Set problem A — Using the microfinance page, explain in one to three sentences why it says poor households need suitable financial services even more than people who are not poor.
Set problem B — Find each line in the entries that contains the string "metal" and copy it out, paying attention to case.

Source text —
What We Believe: Delivering Financial Services – “Microfinance” – to the Poor
More than one-third of the world’s population – 2.5 billion people – do not have access to a bank account or other formal financial services that would help provide them with a cushion against risk, to safely and efficiently manage daily cash flows, or to fully take advantage of income-generating opportunities. The vast majority of those households are poor. Yet because of their irregular incomes and precarious economic position, poor households need access to appropriate, affordable financial services even more than the non-poor.
A seminal book based on deep field research, Portfolios of the Poor, captures the role of financial tools in helping poor households manage and rise above poverty. The authors write, “We came to see that money management is, for the poor, a fundamental and well-understood part of everyday life. It is a key factor in determining the level of success that poor households enjoy in improving their own lives. Managing money well is not necessarily more important that being healthy or well-educated or wealthy, but it is often fundamental to achieving those broader aims. Second, we saw that at almost every turn, poor households are frustrated by the poor quality – above all, the low reliability – of the instruments they use to manage their meager incomes.” [1] Professor Muhammad Yunus, founder of Grameen Bank, recognized these financial needs early on, and pioneered ways in which a range of financial services – credit, savings, insurance – could be provided to poor households in Bangladesh.

Exercise input —
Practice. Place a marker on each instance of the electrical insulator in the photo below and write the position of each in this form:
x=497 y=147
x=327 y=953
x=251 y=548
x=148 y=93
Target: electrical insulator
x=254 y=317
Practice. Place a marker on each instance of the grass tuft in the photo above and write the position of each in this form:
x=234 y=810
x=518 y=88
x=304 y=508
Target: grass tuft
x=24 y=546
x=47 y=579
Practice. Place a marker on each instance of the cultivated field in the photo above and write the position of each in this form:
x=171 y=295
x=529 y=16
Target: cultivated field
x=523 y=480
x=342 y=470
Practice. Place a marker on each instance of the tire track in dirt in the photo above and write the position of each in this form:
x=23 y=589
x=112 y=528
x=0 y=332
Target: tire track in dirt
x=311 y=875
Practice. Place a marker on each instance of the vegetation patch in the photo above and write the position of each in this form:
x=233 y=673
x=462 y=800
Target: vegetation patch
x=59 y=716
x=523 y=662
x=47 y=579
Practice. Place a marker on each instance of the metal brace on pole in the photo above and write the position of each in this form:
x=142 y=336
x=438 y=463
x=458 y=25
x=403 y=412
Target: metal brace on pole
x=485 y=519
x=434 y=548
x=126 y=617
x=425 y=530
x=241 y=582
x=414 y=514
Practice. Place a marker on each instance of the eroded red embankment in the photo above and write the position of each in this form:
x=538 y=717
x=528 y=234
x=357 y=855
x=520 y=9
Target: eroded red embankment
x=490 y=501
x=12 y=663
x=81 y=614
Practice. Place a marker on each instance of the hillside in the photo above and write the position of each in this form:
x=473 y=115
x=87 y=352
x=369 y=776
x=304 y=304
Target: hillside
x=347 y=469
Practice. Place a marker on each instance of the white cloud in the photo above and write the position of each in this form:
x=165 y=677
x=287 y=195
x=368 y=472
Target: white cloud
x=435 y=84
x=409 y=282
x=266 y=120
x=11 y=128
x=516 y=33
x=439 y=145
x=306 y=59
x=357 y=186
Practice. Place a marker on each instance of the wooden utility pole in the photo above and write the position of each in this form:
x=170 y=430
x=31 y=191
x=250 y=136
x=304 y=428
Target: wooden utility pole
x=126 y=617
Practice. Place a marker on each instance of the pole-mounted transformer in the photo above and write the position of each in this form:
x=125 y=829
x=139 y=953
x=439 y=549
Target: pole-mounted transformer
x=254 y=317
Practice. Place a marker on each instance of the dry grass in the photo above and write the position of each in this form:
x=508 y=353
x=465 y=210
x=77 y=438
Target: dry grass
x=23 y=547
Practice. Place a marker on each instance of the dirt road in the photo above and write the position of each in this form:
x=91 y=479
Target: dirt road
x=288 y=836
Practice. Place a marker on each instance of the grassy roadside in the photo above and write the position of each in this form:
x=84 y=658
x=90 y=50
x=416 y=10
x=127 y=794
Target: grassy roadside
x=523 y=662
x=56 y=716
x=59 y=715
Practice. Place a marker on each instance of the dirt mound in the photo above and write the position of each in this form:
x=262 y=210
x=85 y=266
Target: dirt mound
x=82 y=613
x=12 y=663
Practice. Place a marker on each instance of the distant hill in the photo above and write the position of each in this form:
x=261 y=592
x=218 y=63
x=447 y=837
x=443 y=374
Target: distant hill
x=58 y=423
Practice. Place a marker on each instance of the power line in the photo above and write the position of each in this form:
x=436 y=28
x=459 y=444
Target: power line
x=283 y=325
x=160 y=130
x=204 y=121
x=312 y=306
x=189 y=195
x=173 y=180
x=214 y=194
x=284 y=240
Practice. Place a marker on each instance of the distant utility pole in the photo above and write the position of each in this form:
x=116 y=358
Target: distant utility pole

Result A — The page says poor households need appropriate, affordable financial services even more than the non-poor because their incomes are irregular and their economic position is precarious.

Result B —
Practice. Place a marker on each instance of the metal brace on pole in the photo above and write the position of each in this form:
Target: metal brace on pole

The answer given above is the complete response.